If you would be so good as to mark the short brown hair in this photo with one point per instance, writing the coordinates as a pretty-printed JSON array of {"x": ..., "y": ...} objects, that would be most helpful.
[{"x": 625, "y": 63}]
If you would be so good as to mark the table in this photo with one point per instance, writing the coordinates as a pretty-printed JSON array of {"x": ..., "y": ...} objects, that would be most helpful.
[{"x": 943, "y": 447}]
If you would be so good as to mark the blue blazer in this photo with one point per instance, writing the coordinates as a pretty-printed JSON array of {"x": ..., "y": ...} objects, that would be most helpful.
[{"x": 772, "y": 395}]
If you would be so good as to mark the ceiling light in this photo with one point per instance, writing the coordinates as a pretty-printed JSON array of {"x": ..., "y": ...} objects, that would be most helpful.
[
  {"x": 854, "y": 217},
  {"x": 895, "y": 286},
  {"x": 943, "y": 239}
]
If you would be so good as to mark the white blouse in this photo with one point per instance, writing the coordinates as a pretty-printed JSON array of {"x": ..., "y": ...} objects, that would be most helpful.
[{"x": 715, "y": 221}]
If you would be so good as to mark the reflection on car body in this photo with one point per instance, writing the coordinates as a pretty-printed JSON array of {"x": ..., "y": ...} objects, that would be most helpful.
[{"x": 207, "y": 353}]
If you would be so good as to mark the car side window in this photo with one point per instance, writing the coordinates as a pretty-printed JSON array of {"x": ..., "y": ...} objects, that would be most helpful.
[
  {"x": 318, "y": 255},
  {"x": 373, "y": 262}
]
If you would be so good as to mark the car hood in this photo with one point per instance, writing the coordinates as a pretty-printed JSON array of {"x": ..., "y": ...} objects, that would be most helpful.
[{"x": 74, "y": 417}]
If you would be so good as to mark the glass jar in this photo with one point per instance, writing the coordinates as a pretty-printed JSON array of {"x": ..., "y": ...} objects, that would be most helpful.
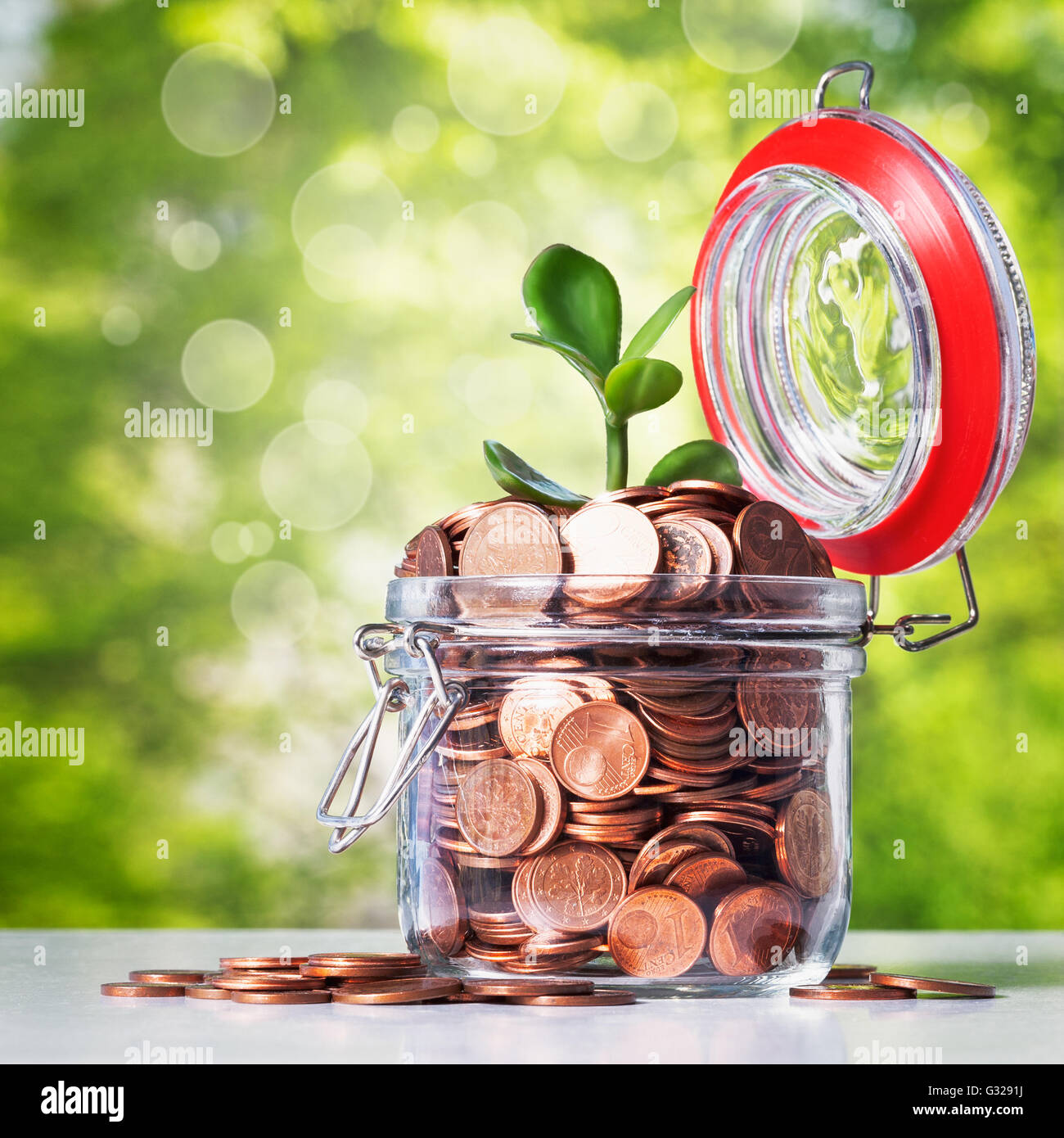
[{"x": 687, "y": 732}]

Problem description:
Update the material starting with the line containing "If you would be so good as to mark the ceiling" and going on through the end of the material, changing "photo" to "image" and keeping everything else the same. Return only those lines, with the pictures left out.

Exercise result:
If you would be so good as to mark the ceiling light in this image with one point per instance, writing the coordinates as a pretty-printed JSON array of {"x": ..., "y": ...} objects, that would be most helpful.
[
  {"x": 854, "y": 217},
  {"x": 895, "y": 286},
  {"x": 943, "y": 239}
]
If you would be so good as to mark the white blouse in this image with one point per instance, writing the coordinates as a pretty-printed JSON array of {"x": ..., "y": ...} objects, that would be most helpful.
[{"x": 715, "y": 221}]
If you would be so good as to mark the reflection on car body in this image with one point per instance, writing the coordinates as a pretty-printed JSON array of {"x": ..., "y": ...} objects, that would be most helpful.
[{"x": 207, "y": 353}]
If you would be so good as to mark the car side window in this image with one point per instance, writing the coordinates as a pretty-printed JSON array of {"x": ..., "y": ...} objects, that would be most helpful.
[
  {"x": 318, "y": 255},
  {"x": 373, "y": 262}
]
If you would be so good as to mark the car hood in this image with one point per instance, writing the coordinates as a pretty-printed JSON array of {"x": ..., "y": ...} objects, that would be most helpful.
[{"x": 74, "y": 417}]
If you would be so good as to mark the glass jar in this image with one point per instance, writing the coordinates as a pretty-printed JSON array of {"x": ..., "y": ...} objects, that would be most helpful.
[{"x": 687, "y": 732}]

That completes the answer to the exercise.